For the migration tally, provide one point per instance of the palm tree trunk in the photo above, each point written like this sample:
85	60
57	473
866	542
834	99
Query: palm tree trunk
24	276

──────

• What you will do
Copy out the entire listing exactly.

• Written response
For the migration tally, provide one point per instance of the palm tree trunk in the photo above, each point written like this sample:
85	60
57	473
866	542
834	99
Query: palm tree trunk
24	276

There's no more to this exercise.